* BEGIN *

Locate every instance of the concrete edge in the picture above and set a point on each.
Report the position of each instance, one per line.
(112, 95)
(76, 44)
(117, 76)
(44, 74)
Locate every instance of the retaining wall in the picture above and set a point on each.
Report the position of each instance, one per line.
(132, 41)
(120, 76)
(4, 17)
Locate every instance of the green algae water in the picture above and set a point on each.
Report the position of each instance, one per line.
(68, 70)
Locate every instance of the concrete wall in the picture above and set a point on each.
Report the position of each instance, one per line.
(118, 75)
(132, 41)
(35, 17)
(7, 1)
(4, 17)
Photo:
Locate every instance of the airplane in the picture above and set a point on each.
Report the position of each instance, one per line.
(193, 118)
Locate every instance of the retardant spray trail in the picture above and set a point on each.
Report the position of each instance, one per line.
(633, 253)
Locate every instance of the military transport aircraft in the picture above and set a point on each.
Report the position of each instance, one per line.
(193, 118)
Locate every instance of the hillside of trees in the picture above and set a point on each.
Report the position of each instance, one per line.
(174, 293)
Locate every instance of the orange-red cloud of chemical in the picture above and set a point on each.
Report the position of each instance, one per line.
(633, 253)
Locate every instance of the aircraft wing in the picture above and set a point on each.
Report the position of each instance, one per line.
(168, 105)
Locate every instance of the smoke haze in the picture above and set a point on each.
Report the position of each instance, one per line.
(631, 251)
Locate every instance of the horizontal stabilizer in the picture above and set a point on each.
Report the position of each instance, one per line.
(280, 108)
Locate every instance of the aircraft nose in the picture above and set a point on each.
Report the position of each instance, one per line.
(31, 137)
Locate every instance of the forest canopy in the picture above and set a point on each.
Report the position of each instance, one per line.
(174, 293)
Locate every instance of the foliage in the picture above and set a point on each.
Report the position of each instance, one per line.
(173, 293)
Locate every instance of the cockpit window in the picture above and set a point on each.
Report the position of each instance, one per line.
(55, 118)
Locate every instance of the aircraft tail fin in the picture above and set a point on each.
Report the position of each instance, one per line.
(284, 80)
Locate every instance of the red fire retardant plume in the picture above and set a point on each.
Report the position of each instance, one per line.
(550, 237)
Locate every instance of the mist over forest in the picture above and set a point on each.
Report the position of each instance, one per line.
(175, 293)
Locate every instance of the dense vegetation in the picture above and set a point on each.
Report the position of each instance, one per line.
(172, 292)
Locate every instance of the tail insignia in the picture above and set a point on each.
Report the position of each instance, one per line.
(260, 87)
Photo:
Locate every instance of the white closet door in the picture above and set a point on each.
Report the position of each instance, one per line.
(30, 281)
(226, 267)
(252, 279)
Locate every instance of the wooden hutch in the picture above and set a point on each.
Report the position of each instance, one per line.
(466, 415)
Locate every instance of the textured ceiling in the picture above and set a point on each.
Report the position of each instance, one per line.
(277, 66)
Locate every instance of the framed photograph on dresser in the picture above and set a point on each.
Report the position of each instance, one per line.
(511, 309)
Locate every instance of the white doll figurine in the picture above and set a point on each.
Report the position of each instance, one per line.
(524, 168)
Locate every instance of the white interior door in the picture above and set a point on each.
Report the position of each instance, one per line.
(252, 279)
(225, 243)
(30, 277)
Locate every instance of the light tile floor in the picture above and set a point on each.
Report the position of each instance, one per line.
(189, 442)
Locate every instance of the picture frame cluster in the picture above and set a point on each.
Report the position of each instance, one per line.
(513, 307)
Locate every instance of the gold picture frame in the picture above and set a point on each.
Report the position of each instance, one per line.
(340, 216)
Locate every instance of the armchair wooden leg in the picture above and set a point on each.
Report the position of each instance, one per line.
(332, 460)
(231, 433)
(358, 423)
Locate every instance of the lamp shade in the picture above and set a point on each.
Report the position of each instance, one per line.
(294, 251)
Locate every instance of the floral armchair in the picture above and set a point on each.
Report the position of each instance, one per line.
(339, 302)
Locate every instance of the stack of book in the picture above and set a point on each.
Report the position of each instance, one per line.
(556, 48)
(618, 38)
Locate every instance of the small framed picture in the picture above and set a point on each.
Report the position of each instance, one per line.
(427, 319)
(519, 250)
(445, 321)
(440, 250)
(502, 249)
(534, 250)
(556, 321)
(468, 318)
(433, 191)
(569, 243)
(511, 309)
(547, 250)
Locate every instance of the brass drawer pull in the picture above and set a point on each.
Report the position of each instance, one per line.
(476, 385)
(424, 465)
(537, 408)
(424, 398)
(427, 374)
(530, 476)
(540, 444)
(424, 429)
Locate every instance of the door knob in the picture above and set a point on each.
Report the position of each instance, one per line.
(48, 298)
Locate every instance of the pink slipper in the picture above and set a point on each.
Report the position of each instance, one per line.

* END *

DIRECTIONS: Every entry above needs to be quoted exactly.

ANSWER FOR THE TASK:
Locate every instance of the concrete edge in the picture above and set a point on each.
Report the position of each instance, one per line.
(112, 95)
(76, 44)
(117, 76)
(44, 74)
Locate every instance of the retaining wall in the picture above and set a point on each.
Report the position of each instance, one per line.
(132, 41)
(120, 76)
(4, 17)
Locate every instance of the green algae water in the picture above and set a point on each.
Report the position of each instance, one per line.
(68, 70)
Locate every instance of the concrete wall in the picture above and set a point on each.
Report the position of each instance, one per line.
(118, 75)
(132, 41)
(35, 17)
(7, 1)
(4, 17)
Photo:
Locate every instance of the airplane in the picture above and set a point on each.
Report the position of each instance, one per line.
(193, 118)
Locate every instance of the retardant spray trail in the picture above and set a point on each.
Report the position of each instance, one per line.
(633, 253)
Locate every instance of the military transport aircraft in the picture above and set a point on each.
Report the position of each instance, one per line.
(193, 118)
Locate every instance of the hillside of trees in the picture above and set a point on each.
Report the position of each instance, one per line.
(174, 293)
Locate every instance of the orange-red cloud of chemical in the picture above and set a point on each.
Report the position of each instance, one per line.
(633, 253)
Locate every instance of the aircraft wing in the picture above and set a point on each.
Report the position of each instance, one per line.
(168, 105)
Locate every instance of the smoke haze in the picture above and set a point on each.
Report the position of each instance, one per line.
(631, 251)
Locate every instance of the horizontal stabilizer in the picture above and set a point on each.
Report the position of each instance, one per line.
(280, 108)
Locate every instance of the aircraft nose in the picture above and set a point on each.
Report the position of each instance, one per line.
(31, 137)
Locate every instance of the forest canopy in the picture above and set a point on each.
Report the position of each instance, one per line.
(174, 293)
Locate every instance of the foliage in the picture above and set a point on each.
Report the position of each instance, one per line.
(173, 293)
Locate every instance of the cockpit window in the picture above and set a point on each.
Report the position of each instance, one per line.
(55, 118)
Locate every instance of the aircraft tail fin in the picture above and set a point on each.
Report the position of each instance, one per line.
(284, 80)
Locate every instance of the red fire retardant plume in the picture above and set a point on each.
Report the position of each instance, one per line.
(550, 237)
Locate every instance of the mist over forest in the picture above and set a point on each.
Report the position of each instance, one per line.
(175, 293)
Locate every instance of the dense vegetation in the picture above and set a point on each.
Report the position of each instance, one per line.
(172, 292)
Locate every instance of the tail insignia in the picture above and set a point on each.
Report the position of each instance, one per line.
(260, 87)
Photo:
Locate every instance of the white closet door in the picture above and set a point on each.
Report the position of each instance, one per line.
(30, 281)
(226, 267)
(252, 279)
Locate every instance of the wooden hutch in the picture above and set a point on each.
Report the position of each instance, one per line.
(466, 415)
Locate every instance of the textured ceiling in the picture above and set a point on each.
Report the position of each instance, one per line.
(277, 66)
Locate every instance of the framed photograph on dresser in the picture above and set a point on each.
Report the position of each instance, one per line.
(511, 309)
Locate every instance of the white doll figurine in the picture above and set a point on each.
Report the position of each instance, one per line.
(524, 168)
Locate every instance of the white interior door in the picture above and set a point on each.
Report the position of each instance, one per line.
(252, 279)
(225, 243)
(30, 277)
Locate every instance of the light tile floor in the picture above and set a point on each.
Report the position of each instance, one per line.
(189, 442)
Locate every instance of the picture frame cluster in the picture above and set a point on each.
Report the position of each instance, one per line.
(513, 307)
Locate every instance of the gold picture frame in the picture above and set a point on each.
Report the position of each instance, one per line.
(340, 216)
Locate every instance of the armchair wooden leg in the picture above and set a point on each.
Report the position of each instance, one per line.
(332, 460)
(231, 433)
(358, 423)
Locate every instance of the lamp shade in the picture above and set a point on each.
Report the position of each instance, one per line.
(294, 251)
Locate every instance of the floral armchair in the picture above and set a point on each.
Report the position of each instance, one per line.
(339, 302)
Locate every instance of the stack of book in the picture above and set a point on each.
Report the position of each instance, one per line.
(556, 48)
(618, 38)
Locate every instance of the small framed picture in the picture above and set a point on each.
Report the position of each instance, one per line.
(427, 319)
(519, 250)
(445, 321)
(440, 250)
(502, 249)
(534, 250)
(556, 321)
(468, 318)
(433, 191)
(569, 243)
(511, 309)
(547, 250)
Locate every instance of the brass drawer pull in the picture above and set a point on each.
Report the position of each instance, one per line.
(476, 385)
(424, 465)
(537, 408)
(424, 398)
(427, 374)
(530, 476)
(540, 444)
(424, 429)
Locate every instance of the door knob in the picture above and set a point on each.
Report the position of each instance, one per line.
(48, 298)
Locate every instance of the pink slipper in the picture above and set a point on each.
Report the position of each instance, one per line.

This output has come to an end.